---------- THE RECORDS ----------

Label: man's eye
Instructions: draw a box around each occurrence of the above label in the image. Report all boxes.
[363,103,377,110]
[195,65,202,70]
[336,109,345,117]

----------

▶ ABOUT THIS TASK
Would you copy the entire listing exactly, missing nothing?

▶ RESULT
Label: man's eye
Instructions: draw a box around each occurrence of the above label in the image. Report all boxes.
[363,103,377,110]
[195,65,202,70]
[336,109,345,117]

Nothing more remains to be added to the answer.